* **EXCERPTED RECORDS**:
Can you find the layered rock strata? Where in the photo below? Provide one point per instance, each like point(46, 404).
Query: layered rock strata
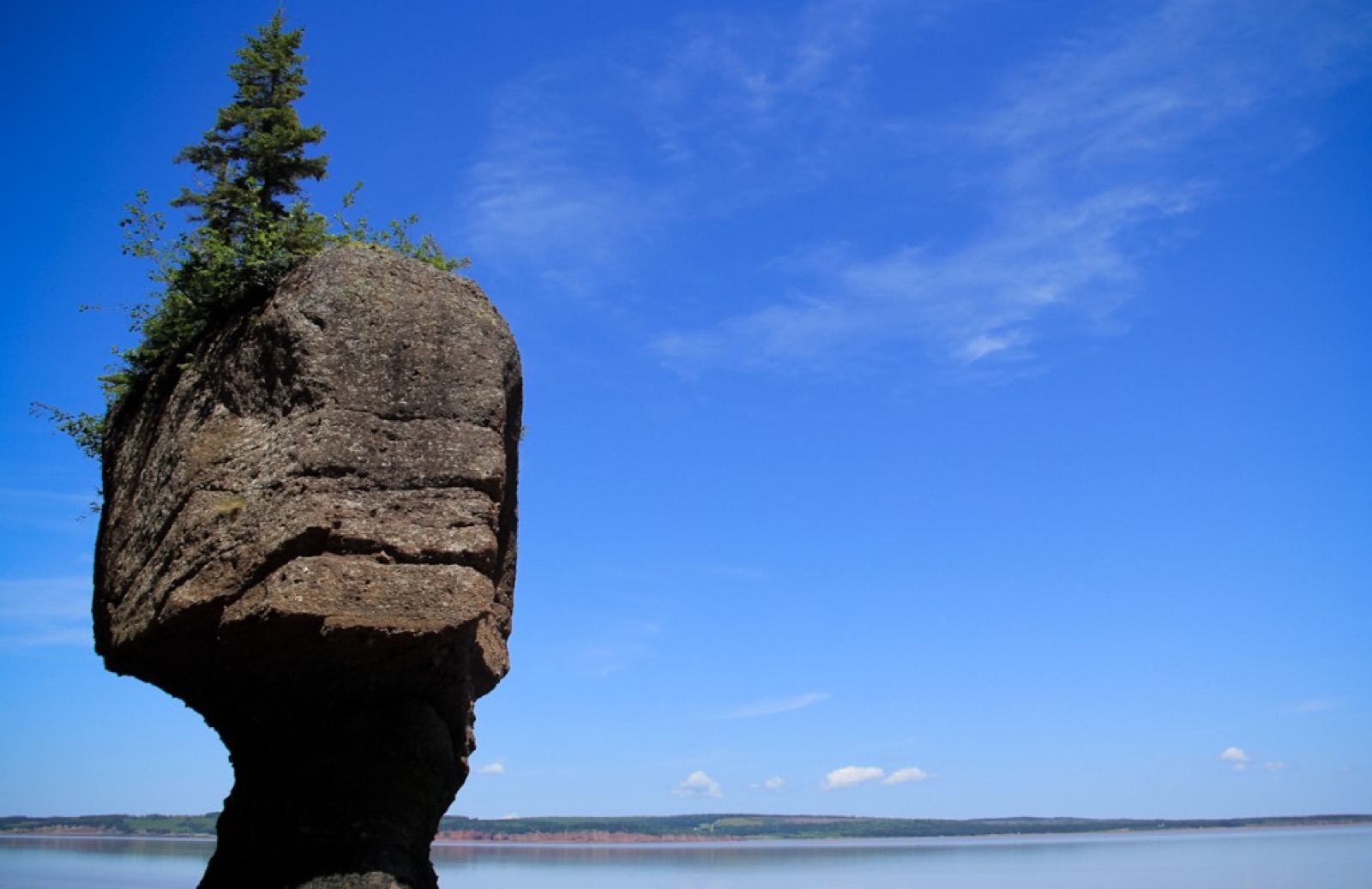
point(309, 537)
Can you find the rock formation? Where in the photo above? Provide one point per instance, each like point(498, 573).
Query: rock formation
point(309, 537)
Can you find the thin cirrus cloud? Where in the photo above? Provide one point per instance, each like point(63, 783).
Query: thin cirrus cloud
point(45, 612)
point(594, 158)
point(1083, 157)
point(770, 706)
point(1076, 165)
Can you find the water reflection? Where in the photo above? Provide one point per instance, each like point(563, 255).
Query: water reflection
point(1253, 859)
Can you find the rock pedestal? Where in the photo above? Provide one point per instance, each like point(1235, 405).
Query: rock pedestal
point(309, 537)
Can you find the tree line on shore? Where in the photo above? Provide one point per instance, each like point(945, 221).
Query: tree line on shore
point(676, 827)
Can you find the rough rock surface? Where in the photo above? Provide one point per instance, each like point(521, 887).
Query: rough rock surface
point(309, 538)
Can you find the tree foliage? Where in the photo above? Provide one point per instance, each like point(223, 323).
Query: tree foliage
point(251, 223)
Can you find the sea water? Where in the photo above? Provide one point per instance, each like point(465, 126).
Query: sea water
point(1307, 857)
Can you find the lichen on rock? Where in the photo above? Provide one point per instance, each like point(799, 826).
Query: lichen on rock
point(309, 537)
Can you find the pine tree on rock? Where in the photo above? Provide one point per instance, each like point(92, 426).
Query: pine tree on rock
point(254, 224)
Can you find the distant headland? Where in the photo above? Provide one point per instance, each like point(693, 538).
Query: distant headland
point(685, 827)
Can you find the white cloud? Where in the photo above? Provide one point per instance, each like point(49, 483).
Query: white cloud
point(1234, 754)
point(593, 157)
point(1241, 760)
point(699, 786)
point(770, 706)
point(851, 775)
point(906, 775)
point(1079, 162)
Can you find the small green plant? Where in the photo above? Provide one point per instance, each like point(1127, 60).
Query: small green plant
point(231, 505)
point(253, 221)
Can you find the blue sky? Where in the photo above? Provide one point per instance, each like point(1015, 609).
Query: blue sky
point(935, 409)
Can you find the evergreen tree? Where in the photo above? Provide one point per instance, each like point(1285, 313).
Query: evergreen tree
point(254, 223)
point(256, 153)
point(249, 237)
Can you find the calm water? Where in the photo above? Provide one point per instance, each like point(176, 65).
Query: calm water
point(1330, 857)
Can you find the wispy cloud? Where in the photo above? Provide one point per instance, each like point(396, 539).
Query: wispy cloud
point(594, 157)
point(1074, 166)
point(617, 645)
point(699, 786)
point(770, 706)
point(45, 610)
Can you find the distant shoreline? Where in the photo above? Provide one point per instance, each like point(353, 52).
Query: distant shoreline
point(685, 829)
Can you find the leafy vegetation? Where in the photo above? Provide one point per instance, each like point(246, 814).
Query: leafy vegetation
point(251, 224)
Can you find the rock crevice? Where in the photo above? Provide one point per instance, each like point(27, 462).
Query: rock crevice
point(309, 535)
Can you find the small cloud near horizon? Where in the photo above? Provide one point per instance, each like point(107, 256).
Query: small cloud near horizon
point(1239, 759)
point(851, 777)
point(854, 775)
point(699, 786)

* **WHAT THE EXERCISE ASKS**:
Copy everything from the line that contains "Can you find the white" down to the line that contains "point(309, 535)", both included, requests and all, adding 39 to every coordinate in the answer points.

* **EXERCISE ANSWER**:
Can you find the white cloud? Where in the photo above? Provide one point per instance, each like point(49, 483).
Query: white cloud
point(1273, 793)
point(632, 196)
point(1280, 799)
point(738, 825)
point(809, 745)
point(890, 814)
point(945, 814)
point(1118, 201)
Can you find the small green plant? Where in the photo above? Provide one point per instance, each like point(1127, 60).
Query: small green plant
point(270, 544)
point(292, 260)
Can you find the blue sky? Where in the photo above? Provide one point per instance, each like point(1015, 609).
Query: blue sky
point(974, 448)
Can you find the evergreen tree? Where in the photo above? Provide one point per instance, each like point(1285, 313).
Query: evergreen tree
point(293, 262)
point(295, 192)
point(288, 276)
Can you find the calm water? Where in the photo above? Provide one point per instance, each like point(176, 65).
Query: calm water
point(1369, 896)
Can you find the wispy cloud? Where in the photo above? Provide one point per instance, each like point(396, 539).
Query: wispy cloud
point(633, 196)
point(1113, 205)
point(656, 684)
point(738, 825)
point(809, 745)
point(84, 649)
Can you find the distant shoreline? Where in the photo above? Provide one point per instance, each like point(353, 52).
Query: distant shoreline
point(724, 868)
Can you find the leafy vegetation? Where in the photo above? Provide one point per instance, each like point(246, 814).
Query: leafy vegetation
point(290, 263)
Can you find the rock crevice? Where in the photo above? Provide one point per instance, each like point(27, 462).
Query: rock crevice
point(348, 574)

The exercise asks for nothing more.